[DATA FOR ANALYSIS — start]
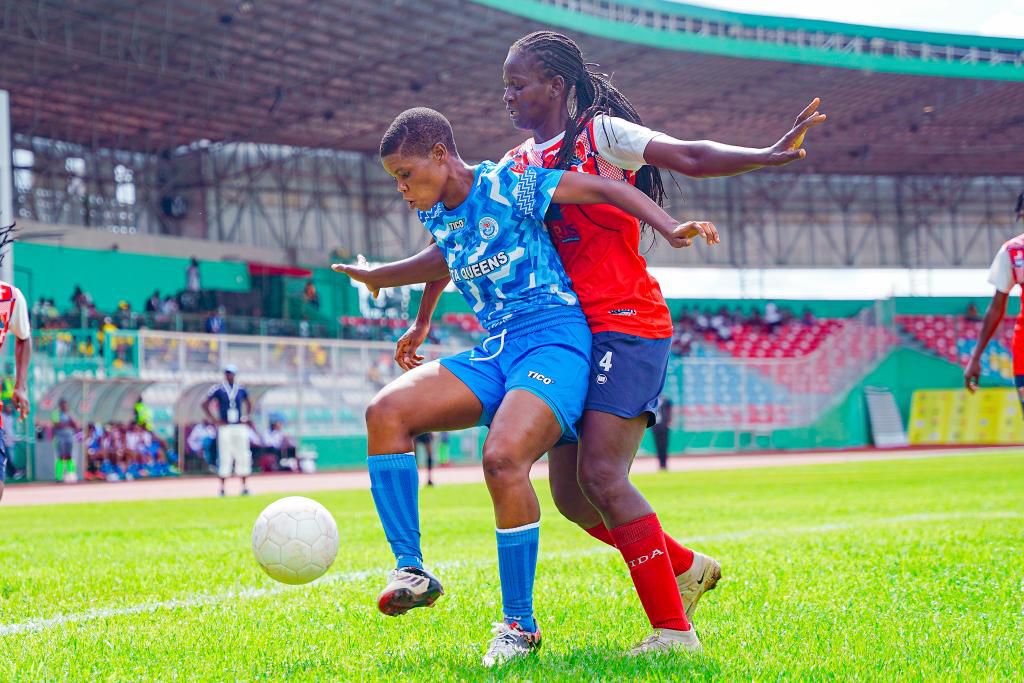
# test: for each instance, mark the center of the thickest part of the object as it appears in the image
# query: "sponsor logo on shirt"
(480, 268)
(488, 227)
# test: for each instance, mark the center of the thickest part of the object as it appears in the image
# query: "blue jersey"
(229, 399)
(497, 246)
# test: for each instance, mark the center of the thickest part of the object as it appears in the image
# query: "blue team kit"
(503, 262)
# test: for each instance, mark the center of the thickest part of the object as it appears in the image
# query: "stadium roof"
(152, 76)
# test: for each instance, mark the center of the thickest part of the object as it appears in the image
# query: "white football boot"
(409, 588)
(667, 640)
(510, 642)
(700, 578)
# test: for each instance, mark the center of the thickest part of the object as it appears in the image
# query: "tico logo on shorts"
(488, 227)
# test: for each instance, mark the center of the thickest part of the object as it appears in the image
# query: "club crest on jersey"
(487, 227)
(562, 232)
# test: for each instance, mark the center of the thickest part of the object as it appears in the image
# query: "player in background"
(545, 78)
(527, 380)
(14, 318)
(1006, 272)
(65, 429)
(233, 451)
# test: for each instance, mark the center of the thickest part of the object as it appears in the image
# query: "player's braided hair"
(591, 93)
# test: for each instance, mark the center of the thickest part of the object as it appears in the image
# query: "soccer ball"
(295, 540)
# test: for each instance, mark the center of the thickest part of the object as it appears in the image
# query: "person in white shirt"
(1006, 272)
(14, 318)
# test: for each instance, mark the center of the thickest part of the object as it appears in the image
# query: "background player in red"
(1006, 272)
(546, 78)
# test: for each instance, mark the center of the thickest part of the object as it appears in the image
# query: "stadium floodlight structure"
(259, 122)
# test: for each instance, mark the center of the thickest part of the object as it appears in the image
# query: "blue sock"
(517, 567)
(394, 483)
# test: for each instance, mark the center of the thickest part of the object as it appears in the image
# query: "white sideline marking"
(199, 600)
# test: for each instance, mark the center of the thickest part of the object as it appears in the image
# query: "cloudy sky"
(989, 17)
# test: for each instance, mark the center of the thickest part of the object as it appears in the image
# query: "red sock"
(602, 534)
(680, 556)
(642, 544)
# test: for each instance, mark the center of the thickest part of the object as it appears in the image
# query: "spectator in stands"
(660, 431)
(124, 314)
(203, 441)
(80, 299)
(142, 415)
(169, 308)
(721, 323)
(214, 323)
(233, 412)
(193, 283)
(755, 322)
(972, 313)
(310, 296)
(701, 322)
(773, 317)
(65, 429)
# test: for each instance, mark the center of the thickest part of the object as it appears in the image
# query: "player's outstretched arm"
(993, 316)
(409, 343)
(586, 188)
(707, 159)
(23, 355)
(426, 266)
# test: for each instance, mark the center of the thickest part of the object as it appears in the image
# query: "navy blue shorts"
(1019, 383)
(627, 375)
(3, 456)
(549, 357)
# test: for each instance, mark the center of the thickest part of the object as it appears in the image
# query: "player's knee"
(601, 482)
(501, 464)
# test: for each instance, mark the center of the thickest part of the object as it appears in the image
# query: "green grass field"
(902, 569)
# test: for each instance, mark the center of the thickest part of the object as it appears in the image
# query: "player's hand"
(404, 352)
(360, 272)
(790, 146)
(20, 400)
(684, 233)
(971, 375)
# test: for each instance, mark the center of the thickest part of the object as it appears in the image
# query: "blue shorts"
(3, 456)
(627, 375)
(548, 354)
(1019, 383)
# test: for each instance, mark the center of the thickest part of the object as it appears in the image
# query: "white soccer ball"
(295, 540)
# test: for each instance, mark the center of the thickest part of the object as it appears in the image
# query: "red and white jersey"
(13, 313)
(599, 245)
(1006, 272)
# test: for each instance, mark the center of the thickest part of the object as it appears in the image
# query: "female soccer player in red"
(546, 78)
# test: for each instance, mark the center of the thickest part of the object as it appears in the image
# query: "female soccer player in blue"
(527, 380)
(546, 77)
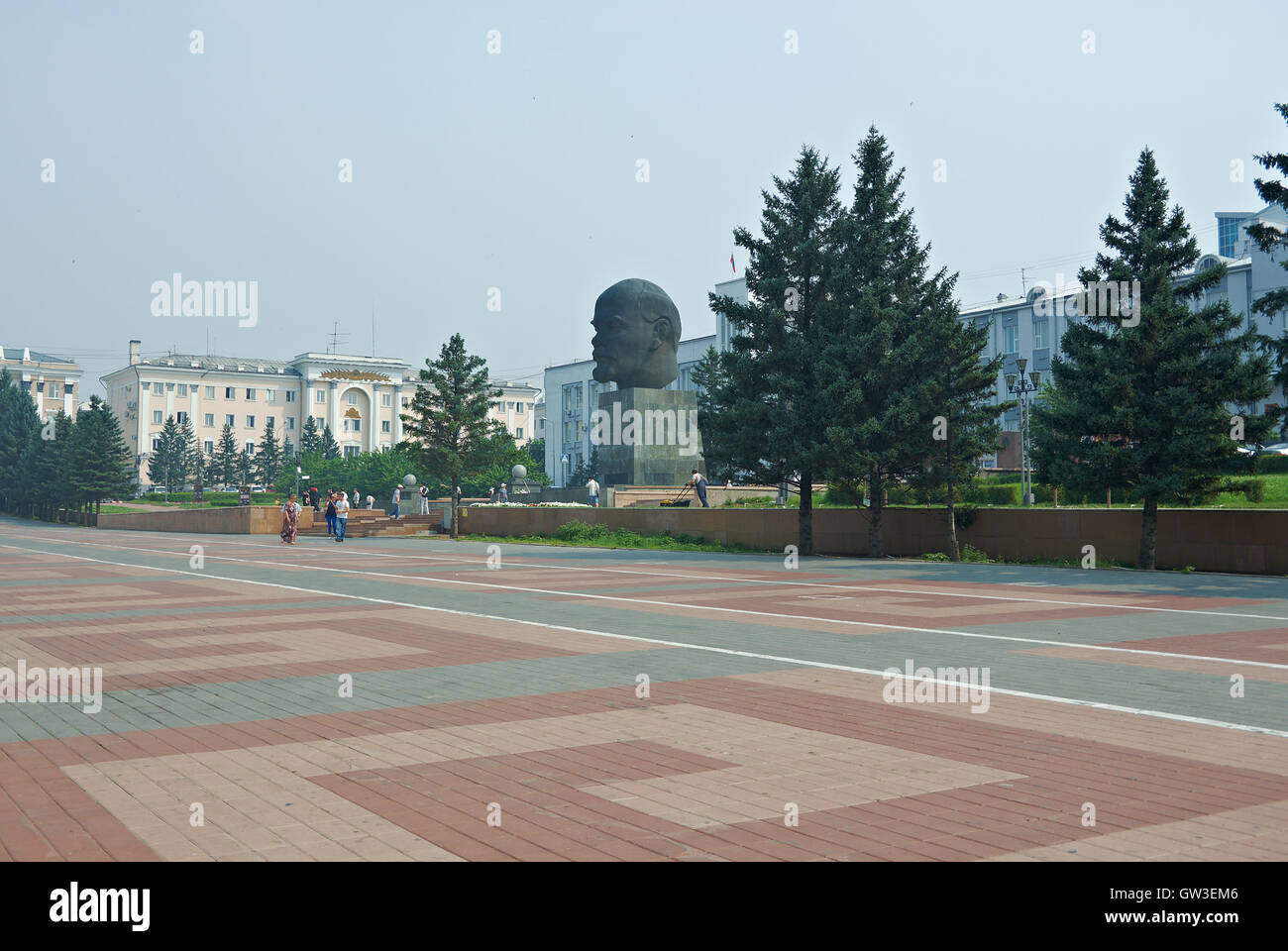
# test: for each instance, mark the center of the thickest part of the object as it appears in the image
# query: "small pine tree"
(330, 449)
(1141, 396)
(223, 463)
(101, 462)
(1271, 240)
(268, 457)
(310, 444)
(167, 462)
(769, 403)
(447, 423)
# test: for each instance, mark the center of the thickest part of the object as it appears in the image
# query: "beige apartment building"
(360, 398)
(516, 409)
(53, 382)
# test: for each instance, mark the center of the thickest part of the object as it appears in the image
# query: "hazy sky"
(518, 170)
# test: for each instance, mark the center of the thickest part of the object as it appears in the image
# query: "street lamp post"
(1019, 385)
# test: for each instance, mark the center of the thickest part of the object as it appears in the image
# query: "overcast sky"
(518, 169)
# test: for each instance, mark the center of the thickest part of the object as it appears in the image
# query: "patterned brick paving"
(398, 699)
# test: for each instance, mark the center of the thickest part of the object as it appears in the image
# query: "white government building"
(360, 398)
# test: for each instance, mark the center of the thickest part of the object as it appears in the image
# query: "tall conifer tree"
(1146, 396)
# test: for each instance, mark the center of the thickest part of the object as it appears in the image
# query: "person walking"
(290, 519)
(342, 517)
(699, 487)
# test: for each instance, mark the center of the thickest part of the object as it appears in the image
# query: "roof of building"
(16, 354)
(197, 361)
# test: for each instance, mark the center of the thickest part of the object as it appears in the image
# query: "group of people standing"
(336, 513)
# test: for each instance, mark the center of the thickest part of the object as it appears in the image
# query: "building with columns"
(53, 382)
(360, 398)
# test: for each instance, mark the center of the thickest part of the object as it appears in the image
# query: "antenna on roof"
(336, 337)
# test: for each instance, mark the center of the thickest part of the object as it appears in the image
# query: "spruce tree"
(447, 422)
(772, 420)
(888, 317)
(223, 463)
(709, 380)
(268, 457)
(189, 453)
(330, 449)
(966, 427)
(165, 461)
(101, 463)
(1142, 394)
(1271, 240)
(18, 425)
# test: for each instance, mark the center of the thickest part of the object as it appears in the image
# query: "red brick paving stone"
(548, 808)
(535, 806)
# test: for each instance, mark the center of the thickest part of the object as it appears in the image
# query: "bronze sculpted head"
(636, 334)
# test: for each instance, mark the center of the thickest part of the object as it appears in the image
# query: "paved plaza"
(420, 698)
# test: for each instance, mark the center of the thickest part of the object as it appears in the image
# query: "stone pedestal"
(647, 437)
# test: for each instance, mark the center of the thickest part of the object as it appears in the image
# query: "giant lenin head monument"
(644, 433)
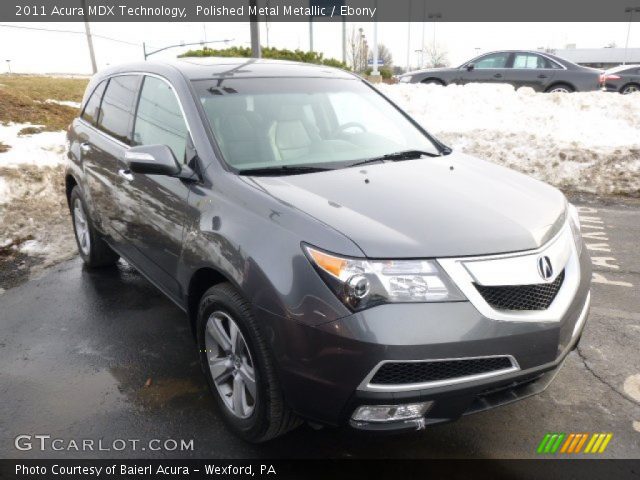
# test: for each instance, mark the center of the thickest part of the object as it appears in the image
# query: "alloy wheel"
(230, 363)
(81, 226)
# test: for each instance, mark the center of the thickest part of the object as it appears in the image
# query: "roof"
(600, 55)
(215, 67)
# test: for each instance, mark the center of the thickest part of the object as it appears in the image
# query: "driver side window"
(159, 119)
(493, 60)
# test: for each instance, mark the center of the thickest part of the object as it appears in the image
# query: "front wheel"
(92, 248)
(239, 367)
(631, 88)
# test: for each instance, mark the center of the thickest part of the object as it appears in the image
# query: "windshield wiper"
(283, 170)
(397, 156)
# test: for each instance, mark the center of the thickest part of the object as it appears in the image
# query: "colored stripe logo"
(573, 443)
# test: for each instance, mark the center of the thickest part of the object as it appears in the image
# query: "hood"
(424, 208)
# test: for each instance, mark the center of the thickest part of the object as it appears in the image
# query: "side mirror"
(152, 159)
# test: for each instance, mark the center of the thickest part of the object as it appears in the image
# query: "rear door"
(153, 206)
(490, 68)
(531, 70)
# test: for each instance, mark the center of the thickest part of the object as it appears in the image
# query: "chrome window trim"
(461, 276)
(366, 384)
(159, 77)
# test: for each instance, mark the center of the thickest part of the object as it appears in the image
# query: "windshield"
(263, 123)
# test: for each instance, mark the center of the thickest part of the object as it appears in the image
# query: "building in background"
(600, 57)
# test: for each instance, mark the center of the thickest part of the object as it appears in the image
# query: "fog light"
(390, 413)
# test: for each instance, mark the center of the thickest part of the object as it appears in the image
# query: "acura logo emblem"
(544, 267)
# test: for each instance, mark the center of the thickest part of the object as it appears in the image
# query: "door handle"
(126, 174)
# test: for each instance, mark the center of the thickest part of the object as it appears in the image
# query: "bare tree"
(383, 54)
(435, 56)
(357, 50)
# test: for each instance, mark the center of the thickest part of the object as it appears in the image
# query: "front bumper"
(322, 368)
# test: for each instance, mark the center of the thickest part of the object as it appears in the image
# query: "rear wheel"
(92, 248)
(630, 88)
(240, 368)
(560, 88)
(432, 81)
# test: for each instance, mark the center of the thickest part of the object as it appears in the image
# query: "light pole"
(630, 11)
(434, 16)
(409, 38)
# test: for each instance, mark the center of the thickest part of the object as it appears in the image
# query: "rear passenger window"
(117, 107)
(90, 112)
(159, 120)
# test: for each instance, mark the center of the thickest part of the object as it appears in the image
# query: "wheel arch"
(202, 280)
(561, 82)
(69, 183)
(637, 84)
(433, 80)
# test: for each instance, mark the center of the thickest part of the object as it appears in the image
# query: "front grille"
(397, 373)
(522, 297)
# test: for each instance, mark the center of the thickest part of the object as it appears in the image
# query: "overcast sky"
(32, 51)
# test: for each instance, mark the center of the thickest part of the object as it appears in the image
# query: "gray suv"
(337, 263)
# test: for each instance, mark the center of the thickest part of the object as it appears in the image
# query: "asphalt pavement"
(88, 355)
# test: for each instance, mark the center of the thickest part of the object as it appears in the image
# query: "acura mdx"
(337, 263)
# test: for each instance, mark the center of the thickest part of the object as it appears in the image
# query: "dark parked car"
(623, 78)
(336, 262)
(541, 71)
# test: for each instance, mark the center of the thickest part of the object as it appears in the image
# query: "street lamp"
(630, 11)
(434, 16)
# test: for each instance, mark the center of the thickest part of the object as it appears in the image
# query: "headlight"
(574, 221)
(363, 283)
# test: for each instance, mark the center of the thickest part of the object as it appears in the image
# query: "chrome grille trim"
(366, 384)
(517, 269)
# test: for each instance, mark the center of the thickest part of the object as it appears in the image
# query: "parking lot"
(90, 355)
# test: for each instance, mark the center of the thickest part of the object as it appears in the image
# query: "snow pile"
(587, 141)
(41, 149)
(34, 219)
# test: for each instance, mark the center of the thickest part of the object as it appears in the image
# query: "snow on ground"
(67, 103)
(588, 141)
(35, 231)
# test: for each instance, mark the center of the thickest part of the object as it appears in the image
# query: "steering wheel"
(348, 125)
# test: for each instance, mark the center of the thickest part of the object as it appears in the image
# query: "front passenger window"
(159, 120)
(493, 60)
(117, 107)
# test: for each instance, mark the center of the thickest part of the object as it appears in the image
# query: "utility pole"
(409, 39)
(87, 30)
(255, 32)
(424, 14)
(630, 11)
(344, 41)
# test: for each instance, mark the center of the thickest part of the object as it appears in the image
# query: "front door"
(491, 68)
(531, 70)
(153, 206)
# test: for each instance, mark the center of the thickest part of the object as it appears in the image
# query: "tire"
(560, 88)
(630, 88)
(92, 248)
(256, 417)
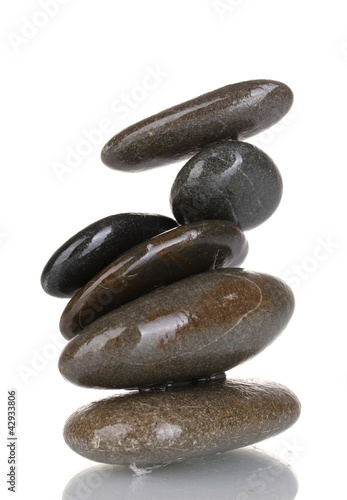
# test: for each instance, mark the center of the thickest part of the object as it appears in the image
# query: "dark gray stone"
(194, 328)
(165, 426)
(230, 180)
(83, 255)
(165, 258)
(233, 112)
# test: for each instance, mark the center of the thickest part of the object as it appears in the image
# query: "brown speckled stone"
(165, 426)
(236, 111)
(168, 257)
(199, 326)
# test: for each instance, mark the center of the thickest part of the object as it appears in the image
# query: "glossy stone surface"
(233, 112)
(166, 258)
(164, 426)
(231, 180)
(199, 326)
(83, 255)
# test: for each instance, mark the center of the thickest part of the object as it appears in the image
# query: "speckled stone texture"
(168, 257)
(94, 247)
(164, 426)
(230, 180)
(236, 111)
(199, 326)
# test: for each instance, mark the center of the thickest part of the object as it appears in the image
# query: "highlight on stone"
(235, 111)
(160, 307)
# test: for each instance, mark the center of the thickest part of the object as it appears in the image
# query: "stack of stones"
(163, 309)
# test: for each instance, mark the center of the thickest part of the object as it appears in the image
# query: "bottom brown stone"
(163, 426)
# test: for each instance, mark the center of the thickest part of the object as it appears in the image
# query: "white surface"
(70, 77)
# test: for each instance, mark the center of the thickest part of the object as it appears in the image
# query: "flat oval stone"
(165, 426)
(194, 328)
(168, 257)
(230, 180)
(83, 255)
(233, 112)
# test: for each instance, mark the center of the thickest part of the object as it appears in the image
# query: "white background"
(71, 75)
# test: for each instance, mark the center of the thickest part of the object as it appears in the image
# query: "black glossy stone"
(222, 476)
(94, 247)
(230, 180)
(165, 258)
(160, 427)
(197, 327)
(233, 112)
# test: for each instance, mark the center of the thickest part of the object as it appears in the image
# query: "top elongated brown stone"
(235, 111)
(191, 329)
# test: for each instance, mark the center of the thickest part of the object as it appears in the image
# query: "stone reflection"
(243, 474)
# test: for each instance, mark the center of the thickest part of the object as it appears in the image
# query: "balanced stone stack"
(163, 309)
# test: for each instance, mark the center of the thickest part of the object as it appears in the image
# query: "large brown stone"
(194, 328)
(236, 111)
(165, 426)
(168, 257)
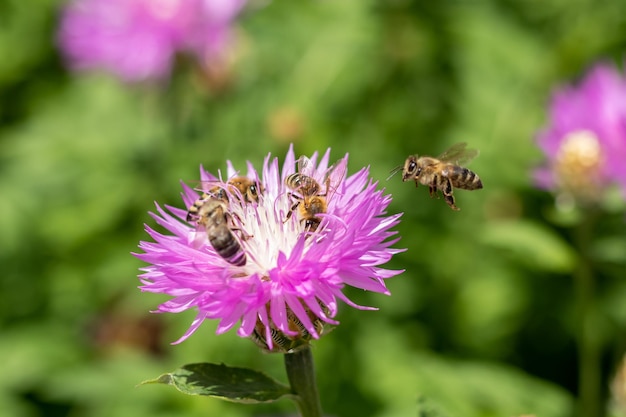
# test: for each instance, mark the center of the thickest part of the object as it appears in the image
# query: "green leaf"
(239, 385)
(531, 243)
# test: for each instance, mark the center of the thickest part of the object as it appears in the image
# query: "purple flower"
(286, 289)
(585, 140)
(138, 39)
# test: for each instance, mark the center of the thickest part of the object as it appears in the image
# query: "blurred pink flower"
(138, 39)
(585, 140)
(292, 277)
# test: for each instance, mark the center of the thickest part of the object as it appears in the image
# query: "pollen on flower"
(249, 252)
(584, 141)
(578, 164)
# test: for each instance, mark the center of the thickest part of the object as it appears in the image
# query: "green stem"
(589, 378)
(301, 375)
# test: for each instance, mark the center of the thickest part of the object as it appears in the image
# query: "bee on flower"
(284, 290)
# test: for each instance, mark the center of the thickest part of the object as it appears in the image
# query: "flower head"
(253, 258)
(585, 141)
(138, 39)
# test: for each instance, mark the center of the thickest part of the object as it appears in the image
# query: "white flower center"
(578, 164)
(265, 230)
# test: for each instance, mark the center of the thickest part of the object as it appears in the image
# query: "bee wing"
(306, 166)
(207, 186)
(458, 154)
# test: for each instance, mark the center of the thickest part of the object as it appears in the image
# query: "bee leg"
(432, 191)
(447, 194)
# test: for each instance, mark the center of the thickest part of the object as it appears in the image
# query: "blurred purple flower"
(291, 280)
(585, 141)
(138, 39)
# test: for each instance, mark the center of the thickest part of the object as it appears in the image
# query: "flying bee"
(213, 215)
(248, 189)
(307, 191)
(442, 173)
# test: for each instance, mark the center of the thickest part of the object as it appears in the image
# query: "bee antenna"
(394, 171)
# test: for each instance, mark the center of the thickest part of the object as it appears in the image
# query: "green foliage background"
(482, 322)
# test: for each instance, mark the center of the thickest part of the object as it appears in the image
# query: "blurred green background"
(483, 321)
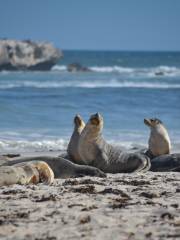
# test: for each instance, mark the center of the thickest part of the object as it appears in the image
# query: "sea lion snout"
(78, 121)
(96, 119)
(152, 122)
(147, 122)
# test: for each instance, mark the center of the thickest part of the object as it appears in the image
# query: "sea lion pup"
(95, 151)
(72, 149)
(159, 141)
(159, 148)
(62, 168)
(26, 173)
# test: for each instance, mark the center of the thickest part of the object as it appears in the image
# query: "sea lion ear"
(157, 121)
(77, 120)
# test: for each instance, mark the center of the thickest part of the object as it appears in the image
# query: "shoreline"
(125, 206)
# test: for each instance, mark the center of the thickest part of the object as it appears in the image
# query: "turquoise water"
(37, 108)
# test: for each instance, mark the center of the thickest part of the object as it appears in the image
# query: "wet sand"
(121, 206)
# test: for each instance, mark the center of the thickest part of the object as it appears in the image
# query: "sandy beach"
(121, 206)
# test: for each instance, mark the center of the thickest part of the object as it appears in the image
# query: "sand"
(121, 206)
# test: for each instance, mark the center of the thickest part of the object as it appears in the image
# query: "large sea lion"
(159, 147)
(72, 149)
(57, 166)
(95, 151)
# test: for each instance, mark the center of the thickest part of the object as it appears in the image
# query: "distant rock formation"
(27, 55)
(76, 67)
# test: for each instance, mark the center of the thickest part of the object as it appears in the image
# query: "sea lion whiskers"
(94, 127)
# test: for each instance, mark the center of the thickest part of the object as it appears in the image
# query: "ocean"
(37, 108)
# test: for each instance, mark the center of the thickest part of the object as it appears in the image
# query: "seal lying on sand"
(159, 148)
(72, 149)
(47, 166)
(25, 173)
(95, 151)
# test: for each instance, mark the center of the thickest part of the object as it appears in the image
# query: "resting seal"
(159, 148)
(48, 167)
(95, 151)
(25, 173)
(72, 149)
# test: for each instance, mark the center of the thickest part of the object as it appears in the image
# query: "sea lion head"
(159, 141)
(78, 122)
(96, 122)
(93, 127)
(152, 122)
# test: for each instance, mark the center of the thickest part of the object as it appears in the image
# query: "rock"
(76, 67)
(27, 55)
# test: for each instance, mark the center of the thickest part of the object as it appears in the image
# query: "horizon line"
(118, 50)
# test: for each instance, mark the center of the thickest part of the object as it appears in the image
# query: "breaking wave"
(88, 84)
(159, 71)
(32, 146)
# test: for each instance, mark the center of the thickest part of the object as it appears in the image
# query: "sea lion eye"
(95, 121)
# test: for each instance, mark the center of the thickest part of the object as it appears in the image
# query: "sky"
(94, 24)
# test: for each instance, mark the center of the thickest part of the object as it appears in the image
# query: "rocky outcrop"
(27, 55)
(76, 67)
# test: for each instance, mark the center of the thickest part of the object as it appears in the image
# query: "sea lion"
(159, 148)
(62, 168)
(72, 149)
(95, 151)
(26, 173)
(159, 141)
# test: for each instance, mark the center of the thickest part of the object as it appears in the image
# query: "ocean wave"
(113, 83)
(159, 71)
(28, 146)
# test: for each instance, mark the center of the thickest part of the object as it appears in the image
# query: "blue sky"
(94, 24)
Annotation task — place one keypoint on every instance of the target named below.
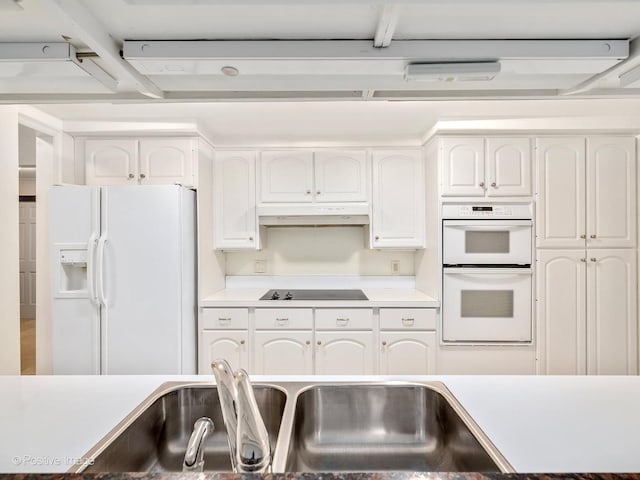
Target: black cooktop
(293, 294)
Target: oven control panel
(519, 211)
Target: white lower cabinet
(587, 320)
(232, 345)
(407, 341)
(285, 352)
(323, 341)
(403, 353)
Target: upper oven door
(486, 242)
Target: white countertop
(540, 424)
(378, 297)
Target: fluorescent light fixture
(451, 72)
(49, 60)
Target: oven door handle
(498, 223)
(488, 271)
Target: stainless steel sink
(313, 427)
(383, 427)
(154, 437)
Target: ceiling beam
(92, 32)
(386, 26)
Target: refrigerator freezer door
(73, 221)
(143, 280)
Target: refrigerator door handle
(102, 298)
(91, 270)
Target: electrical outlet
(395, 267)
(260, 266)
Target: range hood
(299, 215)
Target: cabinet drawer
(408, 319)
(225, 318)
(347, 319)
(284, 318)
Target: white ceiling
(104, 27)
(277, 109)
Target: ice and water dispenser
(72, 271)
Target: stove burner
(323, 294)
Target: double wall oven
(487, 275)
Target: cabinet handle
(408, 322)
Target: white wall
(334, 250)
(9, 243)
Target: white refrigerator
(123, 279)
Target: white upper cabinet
[DATA FOR ANALYSIS — finish]
▶ REQUIRED ACTION: Print only the lines from the one with "Target: white refrigerator" to the end of the records, both included.

▶ TASK ANSWER:
Target: white refrigerator
(123, 279)
Target: white upper cabinet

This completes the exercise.